Stated goal: Retype the records below word for word and omit any image.

Material for this task:
════════

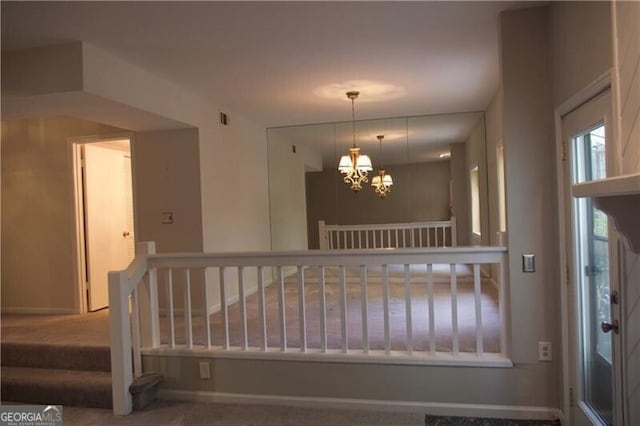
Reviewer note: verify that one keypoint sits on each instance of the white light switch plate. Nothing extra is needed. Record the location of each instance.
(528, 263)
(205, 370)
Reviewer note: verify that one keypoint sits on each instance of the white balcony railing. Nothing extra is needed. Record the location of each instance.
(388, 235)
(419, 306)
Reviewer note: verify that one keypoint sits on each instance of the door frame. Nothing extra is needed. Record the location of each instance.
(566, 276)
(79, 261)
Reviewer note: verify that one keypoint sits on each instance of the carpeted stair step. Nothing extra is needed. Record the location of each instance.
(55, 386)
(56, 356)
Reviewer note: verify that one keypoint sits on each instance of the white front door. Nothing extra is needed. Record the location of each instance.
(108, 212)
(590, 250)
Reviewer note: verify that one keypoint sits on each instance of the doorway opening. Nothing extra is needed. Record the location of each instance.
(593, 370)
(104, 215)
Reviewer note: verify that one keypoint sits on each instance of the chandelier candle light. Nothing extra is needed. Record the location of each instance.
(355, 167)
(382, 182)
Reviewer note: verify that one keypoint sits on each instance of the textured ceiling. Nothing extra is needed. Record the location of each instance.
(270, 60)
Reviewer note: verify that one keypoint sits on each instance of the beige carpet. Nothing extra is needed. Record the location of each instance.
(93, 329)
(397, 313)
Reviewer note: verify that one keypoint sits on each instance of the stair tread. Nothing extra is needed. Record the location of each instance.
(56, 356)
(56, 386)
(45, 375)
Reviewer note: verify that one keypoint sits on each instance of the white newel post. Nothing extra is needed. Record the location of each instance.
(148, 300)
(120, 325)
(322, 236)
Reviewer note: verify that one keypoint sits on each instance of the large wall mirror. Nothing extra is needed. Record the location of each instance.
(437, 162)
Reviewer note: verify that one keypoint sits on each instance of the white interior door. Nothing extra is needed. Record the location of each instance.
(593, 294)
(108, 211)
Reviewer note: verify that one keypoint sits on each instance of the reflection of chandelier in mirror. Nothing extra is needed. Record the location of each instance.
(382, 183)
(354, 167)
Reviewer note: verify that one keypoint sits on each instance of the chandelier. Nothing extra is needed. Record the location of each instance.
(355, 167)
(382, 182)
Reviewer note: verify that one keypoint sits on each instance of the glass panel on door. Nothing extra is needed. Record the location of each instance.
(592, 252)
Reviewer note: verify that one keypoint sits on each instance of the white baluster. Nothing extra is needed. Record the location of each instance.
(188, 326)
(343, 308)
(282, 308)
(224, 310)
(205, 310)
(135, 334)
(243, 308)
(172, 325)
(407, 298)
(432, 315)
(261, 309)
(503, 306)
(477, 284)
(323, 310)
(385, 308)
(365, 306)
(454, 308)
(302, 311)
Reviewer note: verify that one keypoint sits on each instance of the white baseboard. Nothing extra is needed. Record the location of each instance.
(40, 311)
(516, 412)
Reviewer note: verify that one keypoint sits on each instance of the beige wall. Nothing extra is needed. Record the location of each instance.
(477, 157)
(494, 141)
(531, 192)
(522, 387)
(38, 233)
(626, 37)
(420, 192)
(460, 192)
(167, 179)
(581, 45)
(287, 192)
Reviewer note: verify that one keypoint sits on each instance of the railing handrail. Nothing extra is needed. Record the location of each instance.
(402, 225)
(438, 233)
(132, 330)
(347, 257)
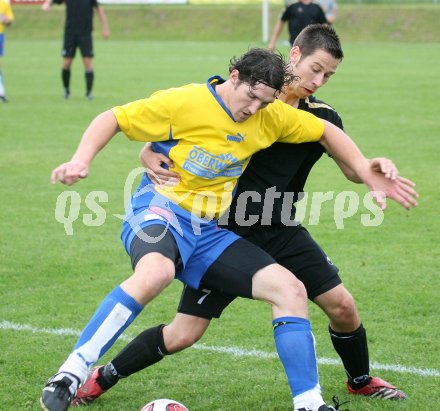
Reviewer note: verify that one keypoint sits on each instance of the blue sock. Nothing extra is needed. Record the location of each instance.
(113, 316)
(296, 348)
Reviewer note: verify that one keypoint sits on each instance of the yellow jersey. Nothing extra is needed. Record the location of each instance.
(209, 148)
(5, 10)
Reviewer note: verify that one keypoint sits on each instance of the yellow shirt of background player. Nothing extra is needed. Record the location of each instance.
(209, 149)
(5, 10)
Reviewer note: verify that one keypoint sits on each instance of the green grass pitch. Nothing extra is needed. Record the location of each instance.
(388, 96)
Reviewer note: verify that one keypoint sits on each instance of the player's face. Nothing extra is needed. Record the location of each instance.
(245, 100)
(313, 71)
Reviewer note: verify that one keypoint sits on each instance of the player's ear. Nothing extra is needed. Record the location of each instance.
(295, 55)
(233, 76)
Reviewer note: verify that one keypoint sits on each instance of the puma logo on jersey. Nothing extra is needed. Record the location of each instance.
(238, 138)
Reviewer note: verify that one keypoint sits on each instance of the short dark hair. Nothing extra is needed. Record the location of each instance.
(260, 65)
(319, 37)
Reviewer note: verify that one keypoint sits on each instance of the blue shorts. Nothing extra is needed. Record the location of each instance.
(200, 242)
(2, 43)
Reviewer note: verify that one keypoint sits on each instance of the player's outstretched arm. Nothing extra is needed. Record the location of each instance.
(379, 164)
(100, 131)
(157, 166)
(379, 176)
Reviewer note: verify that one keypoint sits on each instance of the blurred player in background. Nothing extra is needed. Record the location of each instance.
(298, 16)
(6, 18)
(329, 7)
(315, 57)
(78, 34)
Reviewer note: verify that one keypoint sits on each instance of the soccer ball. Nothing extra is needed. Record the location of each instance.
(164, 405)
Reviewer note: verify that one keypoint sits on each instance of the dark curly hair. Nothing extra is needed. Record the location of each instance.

════════

Full output:
Reviewer note: verify that one keypoint sits on each instance of the white light switch plate. Nothing extra is needed. Record the location of each instance.
(528, 263)
(205, 370)
Reviewer note: verify that one keypoint sits on each instance of the white balcony railing. Nothing extra is needed. Record the location of each instance.
(388, 235)
(419, 306)
Reviewer note: verify that one keypoint sits on each instance of the door frame. Nothing extra is needed. Record the location of each instance.
(566, 276)
(79, 261)
Reviewer note: verify that one keypoint sits on each instance of the carpeted stair step. Nothing extra is needed. Record the location of each instance.
(55, 386)
(56, 356)
Reviewer note: verify that one keypoint sits on each instance of the white front door. Nothing extra is needed. Record the location of each instance.
(108, 212)
(590, 250)
Reviewer note: verify that one keypoint sits on each instance of the doorway opening. Nothing extra is needed. Record the location of each instance.
(593, 370)
(104, 215)
Reviewer note: verify that one keypoint sits on each instance of the chandelier candle light. Nothing extra is needed. Record the location of each instance.
(355, 167)
(382, 182)
Reviewer note: verify that one keypoint sits on each instance of the textured ceiling. Nothing extra is needed. Record the location of each instance.
(270, 60)
Reviewer note: verify that one keypoint sits on each instance of the beige carpet. Nothing extra is needed. Record the location of each instance.
(93, 329)
(397, 313)
Reviewer note: verify that one keypoint sits on each instance of the stair tread. Nothing extra is needed. Record the location of each instance.
(56, 356)
(56, 386)
(45, 375)
Reviewer note: verify that one keypoint sits on each instance of the white newel post. Nothing extra is needed. Record the location of each instance.
(148, 300)
(120, 325)
(322, 236)
Reviewer note: verify that one keypoint sits on each instance of the large wall mirror. Nothing extra is needed. Record the location of each instance.
(437, 162)
Reviewer note: verify that one keypoint sits on each instance of the white interior door. Nothing extra is needed. Record the location of each instance.
(593, 294)
(108, 211)
Reviewer note: verify that one keypoint sits on each instance of the reflection of chandelier in mirror. Nothing extra is needed. Record the location of each instance.
(382, 183)
(354, 167)
Reviewer note: verify that one keypoint sits on each instance of the chandelier. Nothing extra is needed. Record the location of each instance.
(355, 167)
(382, 182)
Reviewer note: verify that one keypoint sits on each instance of the glass panel on door. Nothing extra is needed. Record the location of each instance.
(592, 252)
Reviewer note: verify that one keypoint sits on each instance of the white baluster. Nothing extra is needed. Record the location of each instance.
(188, 326)
(343, 308)
(282, 308)
(224, 310)
(205, 310)
(135, 334)
(243, 308)
(172, 325)
(407, 298)
(432, 315)
(261, 309)
(503, 306)
(477, 284)
(323, 310)
(385, 308)
(365, 306)
(454, 308)
(302, 311)
Reviewer note: verify that one keypoint sits on each instance of the white baseboard. Nothing extra is needed. Record the location of each instance.
(40, 311)
(516, 412)
Reviewer note: verify that one keypoint sits on each instance of the beige wall. Nothing extra is needed. Record the location of each instance.
(477, 157)
(494, 141)
(531, 192)
(522, 387)
(38, 233)
(626, 37)
(420, 192)
(460, 192)
(167, 179)
(581, 45)
(287, 192)
Reviewer note: verify that one keypoint sits on each instance of the railing handrail. Nothing extra is needed. Record the location of each instance.
(402, 225)
(438, 233)
(132, 330)
(347, 257)
Reviewer note: verify that one keypoint sits on each instance of the blue sock. Nothing extra is needed. Record the location of each instance.
(113, 316)
(296, 348)
Reviewer note: verify that one keypoint sits on each instance of the yellow jersey. Nothing extra is needed. Record the location of each instance.
(209, 148)
(5, 10)
Reviewer note: verify that one keypoint sits on each instance of the yellow shirt of background player. Nothing extra is needed. Record the location of each instance.
(209, 149)
(5, 10)
Reviewer note: verify that one keypoint sits on each instance of the green grass pitch. Nothing extra is needed. Record the location of each instance.
(388, 96)
Reviewer note: verify that one keypoint sits on each instance of the player's face. Nothing extra is needed. Record the location of each instance.
(245, 100)
(313, 71)
Reviewer note: verify that one keypoint sits on each instance of the player's ear. Nothing extra is needed. Record the location of each instance.
(295, 55)
(233, 76)
Reviewer note: verify that one keypoint sits on each instance of the puma logo on jersey. Nothing extra is needed. Record the location of each instance.
(238, 138)
Reviewer note: verify that one keypoint sits on each instance of the short dark hair. Nothing extra is needed. Record the location of each instance.
(260, 65)
(319, 37)
Reviewer note: verify that one keypoint sits on each instance of the blue shorts. Nothing extra is needed. Record the location of each instance.
(200, 242)
(2, 43)
Reviewer note: verify that one keypoint sits on each instance of the player's outstretched arm. Nothing extra is needed. Record the location of each instance.
(379, 164)
(100, 131)
(157, 166)
(379, 176)
Reviewer note: verify that one keypoint sits on each instance of the blurred player in background. Nothing extra is needed. Record the location of each instance.
(298, 16)
(6, 18)
(329, 7)
(315, 57)
(78, 34)
Reviewer note: verify that one keypoint sits on each instance of the soccer ball. Nothing extra is needed. Record the location of each instance.
(164, 405)
Reviewer note: verify that one keypoint sits on each instance of the dark curly hair. Nothing extra is needed. Record the location of each instance.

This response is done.